* **What you should do**:
Copy exactly, please, each line of the data below until the line that contains "--target stone pavement" has been copied, beginning at the top.

* **Input**:
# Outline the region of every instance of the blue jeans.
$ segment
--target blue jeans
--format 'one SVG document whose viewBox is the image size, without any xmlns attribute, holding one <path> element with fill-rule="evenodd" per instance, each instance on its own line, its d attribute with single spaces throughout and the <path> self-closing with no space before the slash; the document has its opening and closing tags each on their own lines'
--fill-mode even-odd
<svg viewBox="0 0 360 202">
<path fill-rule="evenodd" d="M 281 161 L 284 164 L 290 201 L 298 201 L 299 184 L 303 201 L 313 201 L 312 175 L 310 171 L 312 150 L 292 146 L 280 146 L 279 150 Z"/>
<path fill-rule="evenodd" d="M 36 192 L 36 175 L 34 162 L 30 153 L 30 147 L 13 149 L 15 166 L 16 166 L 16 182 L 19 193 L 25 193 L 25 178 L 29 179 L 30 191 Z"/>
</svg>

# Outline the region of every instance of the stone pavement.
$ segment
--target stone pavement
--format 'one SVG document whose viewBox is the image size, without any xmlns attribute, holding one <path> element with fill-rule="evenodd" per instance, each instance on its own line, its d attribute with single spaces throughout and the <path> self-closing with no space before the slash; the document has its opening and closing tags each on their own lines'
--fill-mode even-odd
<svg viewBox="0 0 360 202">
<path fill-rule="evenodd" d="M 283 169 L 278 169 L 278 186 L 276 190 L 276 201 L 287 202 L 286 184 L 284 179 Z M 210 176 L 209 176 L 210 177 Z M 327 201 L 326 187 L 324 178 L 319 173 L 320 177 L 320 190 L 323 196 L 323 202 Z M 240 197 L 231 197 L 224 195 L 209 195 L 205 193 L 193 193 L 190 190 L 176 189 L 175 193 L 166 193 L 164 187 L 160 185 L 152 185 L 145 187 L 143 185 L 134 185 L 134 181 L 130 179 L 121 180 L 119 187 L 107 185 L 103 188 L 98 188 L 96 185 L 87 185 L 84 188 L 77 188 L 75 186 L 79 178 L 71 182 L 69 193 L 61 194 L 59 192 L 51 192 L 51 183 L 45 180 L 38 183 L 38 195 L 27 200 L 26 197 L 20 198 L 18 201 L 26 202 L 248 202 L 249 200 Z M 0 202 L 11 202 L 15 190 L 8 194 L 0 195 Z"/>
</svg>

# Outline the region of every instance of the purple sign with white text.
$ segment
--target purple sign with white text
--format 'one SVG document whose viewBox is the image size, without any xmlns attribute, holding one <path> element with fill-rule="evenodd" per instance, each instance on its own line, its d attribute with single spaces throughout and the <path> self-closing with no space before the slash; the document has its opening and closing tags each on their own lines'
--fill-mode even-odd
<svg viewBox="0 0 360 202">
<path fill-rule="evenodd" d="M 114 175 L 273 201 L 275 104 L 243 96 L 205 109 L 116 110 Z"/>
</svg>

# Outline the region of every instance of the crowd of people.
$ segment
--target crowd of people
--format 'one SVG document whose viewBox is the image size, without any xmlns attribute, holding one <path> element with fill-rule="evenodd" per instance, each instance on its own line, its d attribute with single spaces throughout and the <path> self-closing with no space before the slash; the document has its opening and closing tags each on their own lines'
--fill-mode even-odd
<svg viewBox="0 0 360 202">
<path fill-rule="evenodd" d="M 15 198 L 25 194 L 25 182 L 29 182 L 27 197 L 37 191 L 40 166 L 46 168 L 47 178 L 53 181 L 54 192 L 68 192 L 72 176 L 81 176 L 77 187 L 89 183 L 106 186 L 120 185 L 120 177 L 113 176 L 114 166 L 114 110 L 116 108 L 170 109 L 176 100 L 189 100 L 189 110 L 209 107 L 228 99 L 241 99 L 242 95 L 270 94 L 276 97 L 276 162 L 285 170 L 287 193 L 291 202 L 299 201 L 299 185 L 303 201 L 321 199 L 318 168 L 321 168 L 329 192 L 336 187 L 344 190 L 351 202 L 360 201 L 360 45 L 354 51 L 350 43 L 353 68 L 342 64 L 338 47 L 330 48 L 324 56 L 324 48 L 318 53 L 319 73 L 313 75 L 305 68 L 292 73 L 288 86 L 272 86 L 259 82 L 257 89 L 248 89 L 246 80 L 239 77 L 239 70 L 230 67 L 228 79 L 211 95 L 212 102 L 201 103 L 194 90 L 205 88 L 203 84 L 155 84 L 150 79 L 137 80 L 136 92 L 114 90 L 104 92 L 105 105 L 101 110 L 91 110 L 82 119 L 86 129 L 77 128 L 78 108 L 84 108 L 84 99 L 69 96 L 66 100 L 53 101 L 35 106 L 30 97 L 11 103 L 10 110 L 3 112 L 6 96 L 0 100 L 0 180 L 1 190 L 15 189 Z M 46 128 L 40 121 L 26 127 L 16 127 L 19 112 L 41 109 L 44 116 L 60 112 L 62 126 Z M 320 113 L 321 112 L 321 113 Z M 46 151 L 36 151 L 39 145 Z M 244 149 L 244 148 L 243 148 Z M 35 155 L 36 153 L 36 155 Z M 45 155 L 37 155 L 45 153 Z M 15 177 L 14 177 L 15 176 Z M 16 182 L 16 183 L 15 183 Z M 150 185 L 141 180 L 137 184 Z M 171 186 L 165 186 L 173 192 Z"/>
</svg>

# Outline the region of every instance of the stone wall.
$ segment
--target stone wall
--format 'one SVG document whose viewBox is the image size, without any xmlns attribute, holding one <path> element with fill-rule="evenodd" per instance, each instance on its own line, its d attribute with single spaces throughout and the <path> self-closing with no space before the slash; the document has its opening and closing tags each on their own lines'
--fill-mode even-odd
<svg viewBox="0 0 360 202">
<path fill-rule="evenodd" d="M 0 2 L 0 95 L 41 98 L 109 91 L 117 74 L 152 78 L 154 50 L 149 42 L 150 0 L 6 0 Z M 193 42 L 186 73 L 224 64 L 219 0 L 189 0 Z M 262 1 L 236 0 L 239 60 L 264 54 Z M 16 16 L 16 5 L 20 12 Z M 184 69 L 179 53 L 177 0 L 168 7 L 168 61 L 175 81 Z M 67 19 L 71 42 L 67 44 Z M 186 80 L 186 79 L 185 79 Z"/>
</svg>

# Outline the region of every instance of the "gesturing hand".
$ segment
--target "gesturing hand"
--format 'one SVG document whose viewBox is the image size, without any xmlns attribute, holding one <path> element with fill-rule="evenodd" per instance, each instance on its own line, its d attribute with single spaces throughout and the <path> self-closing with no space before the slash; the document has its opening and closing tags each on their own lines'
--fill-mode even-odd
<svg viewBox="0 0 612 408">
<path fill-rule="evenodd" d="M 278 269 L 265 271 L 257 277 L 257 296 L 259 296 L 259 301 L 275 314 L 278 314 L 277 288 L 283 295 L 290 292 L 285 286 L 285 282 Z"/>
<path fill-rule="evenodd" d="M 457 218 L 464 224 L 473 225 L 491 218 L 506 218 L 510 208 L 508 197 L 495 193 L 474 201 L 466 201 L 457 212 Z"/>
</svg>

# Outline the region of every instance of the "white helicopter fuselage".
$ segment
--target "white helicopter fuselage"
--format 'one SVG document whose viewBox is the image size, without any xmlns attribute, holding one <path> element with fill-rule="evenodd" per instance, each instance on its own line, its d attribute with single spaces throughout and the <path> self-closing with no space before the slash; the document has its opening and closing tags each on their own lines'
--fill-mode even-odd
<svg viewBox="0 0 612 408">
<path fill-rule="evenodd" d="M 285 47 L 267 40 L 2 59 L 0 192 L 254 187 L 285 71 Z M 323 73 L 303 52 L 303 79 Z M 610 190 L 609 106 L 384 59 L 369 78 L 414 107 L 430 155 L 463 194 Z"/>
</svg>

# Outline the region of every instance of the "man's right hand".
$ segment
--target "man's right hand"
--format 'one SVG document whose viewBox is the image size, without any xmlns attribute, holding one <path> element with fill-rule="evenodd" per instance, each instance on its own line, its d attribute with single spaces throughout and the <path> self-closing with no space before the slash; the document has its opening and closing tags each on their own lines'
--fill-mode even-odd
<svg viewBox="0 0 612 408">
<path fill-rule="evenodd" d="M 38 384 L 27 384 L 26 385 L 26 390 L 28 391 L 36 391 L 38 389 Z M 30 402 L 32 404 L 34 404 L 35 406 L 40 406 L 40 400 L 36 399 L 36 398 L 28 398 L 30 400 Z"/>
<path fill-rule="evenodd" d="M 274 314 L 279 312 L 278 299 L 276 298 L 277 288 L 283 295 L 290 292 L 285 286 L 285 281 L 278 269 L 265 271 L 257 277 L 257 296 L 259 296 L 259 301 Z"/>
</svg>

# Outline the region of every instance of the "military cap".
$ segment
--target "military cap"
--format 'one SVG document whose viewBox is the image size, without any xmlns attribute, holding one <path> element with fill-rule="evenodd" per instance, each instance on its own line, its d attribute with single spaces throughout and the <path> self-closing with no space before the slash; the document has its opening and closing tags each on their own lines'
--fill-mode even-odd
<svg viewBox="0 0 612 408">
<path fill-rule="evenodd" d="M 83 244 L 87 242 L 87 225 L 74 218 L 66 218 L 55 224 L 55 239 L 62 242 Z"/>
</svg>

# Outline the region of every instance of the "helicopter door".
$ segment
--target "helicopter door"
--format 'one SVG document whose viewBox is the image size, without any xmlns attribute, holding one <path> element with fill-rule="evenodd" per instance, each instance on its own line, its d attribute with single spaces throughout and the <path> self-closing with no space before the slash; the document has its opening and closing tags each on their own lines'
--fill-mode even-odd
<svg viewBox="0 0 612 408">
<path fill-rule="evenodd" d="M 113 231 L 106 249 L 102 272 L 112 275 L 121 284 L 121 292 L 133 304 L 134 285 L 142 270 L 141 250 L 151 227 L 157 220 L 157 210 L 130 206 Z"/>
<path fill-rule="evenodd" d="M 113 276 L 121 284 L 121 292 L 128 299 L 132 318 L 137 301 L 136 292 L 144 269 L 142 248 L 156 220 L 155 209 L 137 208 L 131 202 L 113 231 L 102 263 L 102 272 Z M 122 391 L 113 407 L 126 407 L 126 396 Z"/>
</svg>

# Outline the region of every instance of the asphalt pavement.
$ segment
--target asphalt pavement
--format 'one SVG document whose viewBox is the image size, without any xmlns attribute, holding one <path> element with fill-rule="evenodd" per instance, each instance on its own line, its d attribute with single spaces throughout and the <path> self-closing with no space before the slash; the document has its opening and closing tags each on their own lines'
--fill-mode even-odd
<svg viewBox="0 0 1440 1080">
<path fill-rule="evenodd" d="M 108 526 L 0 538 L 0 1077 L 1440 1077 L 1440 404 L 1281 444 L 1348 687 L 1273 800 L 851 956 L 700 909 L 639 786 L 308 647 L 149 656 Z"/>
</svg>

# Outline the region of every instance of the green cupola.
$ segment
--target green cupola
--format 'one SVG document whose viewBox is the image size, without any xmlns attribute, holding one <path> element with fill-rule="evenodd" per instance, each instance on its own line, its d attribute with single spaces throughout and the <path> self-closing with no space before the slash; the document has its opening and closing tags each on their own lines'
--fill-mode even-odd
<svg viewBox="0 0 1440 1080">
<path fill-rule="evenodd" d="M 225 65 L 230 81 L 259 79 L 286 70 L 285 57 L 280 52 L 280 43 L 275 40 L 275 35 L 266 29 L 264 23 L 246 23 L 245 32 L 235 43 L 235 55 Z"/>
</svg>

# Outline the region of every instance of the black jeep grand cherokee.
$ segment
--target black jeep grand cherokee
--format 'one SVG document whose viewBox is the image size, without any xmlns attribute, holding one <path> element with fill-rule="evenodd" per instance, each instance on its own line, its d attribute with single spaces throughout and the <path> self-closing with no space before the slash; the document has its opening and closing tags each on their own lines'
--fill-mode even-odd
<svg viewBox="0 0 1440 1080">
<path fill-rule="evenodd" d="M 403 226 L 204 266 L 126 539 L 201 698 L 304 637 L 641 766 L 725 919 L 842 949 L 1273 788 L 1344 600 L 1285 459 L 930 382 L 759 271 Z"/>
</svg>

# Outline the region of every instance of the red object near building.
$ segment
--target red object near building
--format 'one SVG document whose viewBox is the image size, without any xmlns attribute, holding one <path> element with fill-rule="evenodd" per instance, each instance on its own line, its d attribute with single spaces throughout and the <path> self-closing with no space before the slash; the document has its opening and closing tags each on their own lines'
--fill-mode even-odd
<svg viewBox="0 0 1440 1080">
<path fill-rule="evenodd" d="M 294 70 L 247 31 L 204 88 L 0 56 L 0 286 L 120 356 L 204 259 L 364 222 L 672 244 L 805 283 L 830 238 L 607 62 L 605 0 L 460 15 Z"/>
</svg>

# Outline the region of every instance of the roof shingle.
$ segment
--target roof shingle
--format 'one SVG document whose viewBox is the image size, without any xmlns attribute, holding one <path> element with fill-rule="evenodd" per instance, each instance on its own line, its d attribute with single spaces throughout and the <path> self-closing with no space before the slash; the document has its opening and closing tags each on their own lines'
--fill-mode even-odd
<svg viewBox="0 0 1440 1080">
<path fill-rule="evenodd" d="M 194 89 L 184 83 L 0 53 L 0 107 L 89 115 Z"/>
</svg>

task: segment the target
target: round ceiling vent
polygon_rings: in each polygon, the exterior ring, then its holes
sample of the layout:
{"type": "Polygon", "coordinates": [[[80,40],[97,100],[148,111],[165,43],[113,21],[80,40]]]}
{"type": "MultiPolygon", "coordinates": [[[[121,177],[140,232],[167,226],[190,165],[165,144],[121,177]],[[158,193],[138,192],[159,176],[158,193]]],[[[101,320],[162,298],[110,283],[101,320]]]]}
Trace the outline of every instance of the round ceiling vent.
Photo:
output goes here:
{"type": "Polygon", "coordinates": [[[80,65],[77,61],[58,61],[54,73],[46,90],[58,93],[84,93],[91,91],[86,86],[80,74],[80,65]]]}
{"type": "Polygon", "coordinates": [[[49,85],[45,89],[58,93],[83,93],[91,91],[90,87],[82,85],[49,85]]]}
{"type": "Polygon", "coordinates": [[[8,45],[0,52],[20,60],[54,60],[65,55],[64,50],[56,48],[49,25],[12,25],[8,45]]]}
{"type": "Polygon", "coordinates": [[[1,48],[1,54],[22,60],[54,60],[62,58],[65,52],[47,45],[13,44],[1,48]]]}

* **Exercise output**:
# Outline the region of every instance of the blue jeans.
$ segment
--target blue jeans
--format 'one SVG document whose viewBox is the image size, without any xmlns attribute, holding one <path> element with fill-rule="evenodd" per instance, each instance on its own line, its d attribute with single spaces throughout and the <path> self-closing with no space before the slash; the document has its opening and closing tags each on their own lines'
--fill-mode even-odd
<svg viewBox="0 0 360 202">
<path fill-rule="evenodd" d="M 281 161 L 284 164 L 290 201 L 298 201 L 299 184 L 303 201 L 313 201 L 312 175 L 310 171 L 312 150 L 292 146 L 280 146 L 279 150 Z"/>
<path fill-rule="evenodd" d="M 36 192 L 36 175 L 34 162 L 30 153 L 30 147 L 13 149 L 15 166 L 16 166 L 16 182 L 19 193 L 25 193 L 25 178 L 29 179 L 30 191 Z"/>
</svg>

# Outline the region of every instance of the stone pavement.
$ segment
--target stone pavement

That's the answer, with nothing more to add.